___ Text passage ___
By John Lohn
IRVINE, California, August 1. SHE knows about the history. It’s the type of knowledge that easily filters into the mind when you train on a daily basis at a club that has produced numerous Olympians in your prime event. But, rather than find herself intimidated by the accomplishments of her predecessors at Germantown Academy Aquatic Club, Alicia Aemisegger has embraced her standing as the latest 400 individual medley standout produced by the Southeastern Pennsylvania program.
The names read like a who’s who of medley standouts. Dave Wharton. Erika Hansen. Maddy Crippen. All have trained under the watch of legendary coach Dick Shoulberg, recently named the head coach of the United States squad that will compete later this month at the World Youth Championships. Aemisegger is carrying the torch for the club that was formerly known as Foxcatcher.
As the United States Nationals started Tuesday morning at the William Woollett Aquatic Center, Aemisegger kicked off her meet in strong fashion with a fourth-place performance in the preliminaries of the 200 individual medley. Aemisegger clocked in at 2:15.39, a splendid outing for an athlete whose strongest event is the longer version of the medley.
Yet, there’s more to the story. In May, Aemisegger was diagnosed with Lyme disease, an illness that certainly threatened to affect the biggest summer of her career. Drained from the ailment, Aemisegger struggled during workouts, prompting Shoulberg in ask what was wrong. With the help of USA Swimming’s doctors, she found out and remedied the problem.
“With everything that happened, I’m really pleased with that swim,” Aemisegger said. “I tried to stay positive and put the doubts out of my mind. It feels good to bounce back. At first, I thought I just had bug bites. But I started going real slow during practice and knew there was something wrong. It took about three or four weeks to get back because the medication affected me, too.”
Although Kate Ziegler was named Swimming World’s High School Female Swimmer of the Year, based on a pair of national-scholastic records, Aemisegger rated among the finest high schoolers in the land. Aside from rating second nationally in the 200-yard individual medley, the Princeton University recruit ranked second in the 500 free. She also helped Germantown set a national high school record in the 400 freestyle relay and had national-caliber times in the 100 free, 200 free, 100 butterfly and 100 breaststroke.
___ Record excerpts ___
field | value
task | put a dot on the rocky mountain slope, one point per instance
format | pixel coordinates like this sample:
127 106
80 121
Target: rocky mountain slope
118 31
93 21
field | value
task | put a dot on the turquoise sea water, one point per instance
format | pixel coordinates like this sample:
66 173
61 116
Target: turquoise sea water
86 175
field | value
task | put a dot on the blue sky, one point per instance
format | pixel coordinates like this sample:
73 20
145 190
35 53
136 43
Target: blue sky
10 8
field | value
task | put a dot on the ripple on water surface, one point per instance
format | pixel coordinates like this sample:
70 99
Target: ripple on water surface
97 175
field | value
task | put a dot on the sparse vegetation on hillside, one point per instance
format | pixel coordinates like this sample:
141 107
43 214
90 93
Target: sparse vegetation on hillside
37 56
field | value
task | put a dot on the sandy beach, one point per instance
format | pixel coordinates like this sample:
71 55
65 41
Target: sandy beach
___
Exercise goal: Resume the article on swimmer Alicia Aemisegger, starting right after its last sentence, which ends "100 butterfly and 100 breaststroke."

Answer section:
A member of the United States squad that competed at the World Short Course Championships in Shanghai, China in April, Aemisegger earned valuable experience at the international level. She’s seeking further experience leading up to her ultimate goal, securing a berth to the 2008 Olympic Games in Beijing. As for these Nationals, Aemisegger is chasing a bid to the Pan Pacific Championships and a possible invitation to next year’s World Champs.
“It’s a big relief to start like this,” she said. “Shoulberg definitely sets an I.M. training base. We might not like it, but we know we’re going to have the strength to get through it. It was great to get international experience, to see what something like that felt like. It’s something I can use in the future.”
Aemisegger wasn’t the only Germantown swimmer to click in the morning as the Crippen sisters, Teresa and Claire, both posted lifetimes best times. Teresa, the younger Crippen, was 12th in prelims and made the consolation final in 2:17.45. As for Claire, she was 27th in 2:18.98.
“”We talk about the tradition,” Shoulberg said. “The girls know about the kids who came before them. No matter what kind of meet, to swim a lifetime best is encouraging. They’re a magnificent group. I’m really proud of Alicia, to come back from what she had.”